Problems to work on:
1. In the grease tray text, how much buildup makes a grease tray a "flare-up factory"?
2. Write out the part of the grease tray text from "What's happening" up to and including "easiest to fix.", word for word.

Excerpt provided:
------------
1. Grease Tray Buildup (35% of cases)

What's happening
Every gas grill has a grease tray (a removable drip pan) below the burners. Over time, drippings accumulate, harden, and become a constant fuel source — igniting the moment heat reaches them. A grease tray with more than half an inch of buildup is a flare-up factory. This is the single most common cause we see — and the easiest to fix.
Most grills funnel drippings through the cookbox into a slide-out tray below. Some Weber models route grease through a cup that hangs underneath; Char-Broil and Nexgrill typically use a slide-out pan up front; Napoleon and Blaze often hide the tray behind a removable panel. Whatever the design, the principle is the same: drippings have to go somewhere, and once that "somewhere" is full, the next dripping ignites instead of getting collected.
Symptoms
- — Flare-ups happen even with lean cuts of meat
- — Smoke appears before food is on the grill
- — Smell of burnt grease during preheat
- — Flames visible underneath the cooking grates
How to fix it
- 1
Turn off and disconnect propane — let grill cool completely.
- 2
Remove cooking grates and flavorizer bars or heat plates.
------------
[Saved data entries]
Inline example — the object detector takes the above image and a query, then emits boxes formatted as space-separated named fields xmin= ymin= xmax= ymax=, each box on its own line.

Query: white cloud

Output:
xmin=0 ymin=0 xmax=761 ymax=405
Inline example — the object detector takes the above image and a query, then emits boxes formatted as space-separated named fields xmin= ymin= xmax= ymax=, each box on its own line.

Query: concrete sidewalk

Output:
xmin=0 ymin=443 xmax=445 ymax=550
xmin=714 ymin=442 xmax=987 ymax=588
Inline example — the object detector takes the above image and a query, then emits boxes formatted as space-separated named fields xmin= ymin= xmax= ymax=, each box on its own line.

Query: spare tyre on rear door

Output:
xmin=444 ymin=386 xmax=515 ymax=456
------------
Answers to each task:
1. More than half an inch of buildup.

2.
What's happening
Every gas grill has a grease tray (a removable drip pan) below the burners. Over time, drippings accumulate, harden, and become a constant fuel source — igniting the moment heat reaches them. A grease tray with more than half an inch of buildup is a flare-up factory. This is the single most common cause we see — and the easiest to fix.